PROMPT: Nothing is needed except the lines below that run from the one with "Annotation spec — this batch focuses on the class bouquet" through the one with "Annotation spec — this batch focuses on the class white", repeated exactly.
☆ ☆ ☆ ☆ ☆ ☆ ☆
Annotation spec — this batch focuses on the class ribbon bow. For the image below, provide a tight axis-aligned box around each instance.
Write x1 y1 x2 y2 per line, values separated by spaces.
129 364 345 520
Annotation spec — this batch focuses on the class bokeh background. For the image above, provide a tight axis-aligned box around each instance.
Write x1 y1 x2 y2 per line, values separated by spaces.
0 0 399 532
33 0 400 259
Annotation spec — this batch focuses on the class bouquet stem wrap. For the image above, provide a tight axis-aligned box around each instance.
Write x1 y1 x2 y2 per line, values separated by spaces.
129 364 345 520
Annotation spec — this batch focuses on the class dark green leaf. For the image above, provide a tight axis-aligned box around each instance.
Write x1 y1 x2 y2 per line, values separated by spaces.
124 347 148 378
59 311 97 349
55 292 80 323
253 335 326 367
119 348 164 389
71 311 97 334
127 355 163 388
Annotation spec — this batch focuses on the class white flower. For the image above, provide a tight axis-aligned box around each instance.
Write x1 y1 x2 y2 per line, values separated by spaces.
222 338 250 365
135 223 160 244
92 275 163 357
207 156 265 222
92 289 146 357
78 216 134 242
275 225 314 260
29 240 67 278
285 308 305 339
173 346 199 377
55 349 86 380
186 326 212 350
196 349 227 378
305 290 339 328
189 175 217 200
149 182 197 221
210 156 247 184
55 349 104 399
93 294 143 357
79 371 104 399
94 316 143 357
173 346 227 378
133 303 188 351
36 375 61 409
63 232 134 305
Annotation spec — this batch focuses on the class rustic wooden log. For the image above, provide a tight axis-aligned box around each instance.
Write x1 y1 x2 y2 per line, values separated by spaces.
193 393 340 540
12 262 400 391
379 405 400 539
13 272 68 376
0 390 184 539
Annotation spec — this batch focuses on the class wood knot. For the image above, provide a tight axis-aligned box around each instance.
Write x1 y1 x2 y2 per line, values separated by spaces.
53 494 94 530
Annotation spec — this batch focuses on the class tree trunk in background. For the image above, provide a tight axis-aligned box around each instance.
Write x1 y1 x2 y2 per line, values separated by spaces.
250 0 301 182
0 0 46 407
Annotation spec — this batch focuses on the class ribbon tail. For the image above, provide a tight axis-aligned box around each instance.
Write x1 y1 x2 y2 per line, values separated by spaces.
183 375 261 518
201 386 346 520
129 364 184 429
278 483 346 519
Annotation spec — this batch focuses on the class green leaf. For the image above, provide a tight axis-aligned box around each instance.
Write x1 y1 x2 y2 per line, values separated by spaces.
☆ ☆ ☆ ☆ ☆ ☆ ☆
SOLUTION TO THIS PROBLEM:
Annotation spec — this batch focuses on the class bouquet stem wrap. For the image above, provide a tight axis-aligned box around each instance.
Write x1 y1 x2 y2 per line, values separated by spaces.
129 364 345 520
Annotation spec — this batch focuses on the class dark green leaf. For the image above, provide a tight axis-aligned box around each instance.
Write x1 y1 x2 y2 per line, values separated by spaces.
124 347 148 378
59 311 97 349
55 292 80 323
253 335 326 367
119 348 164 389
71 311 97 334
127 355 163 388
Annotation spec — this batch focuses on the class white flower. For the image above, provide a tight axis-aligned box around each instance.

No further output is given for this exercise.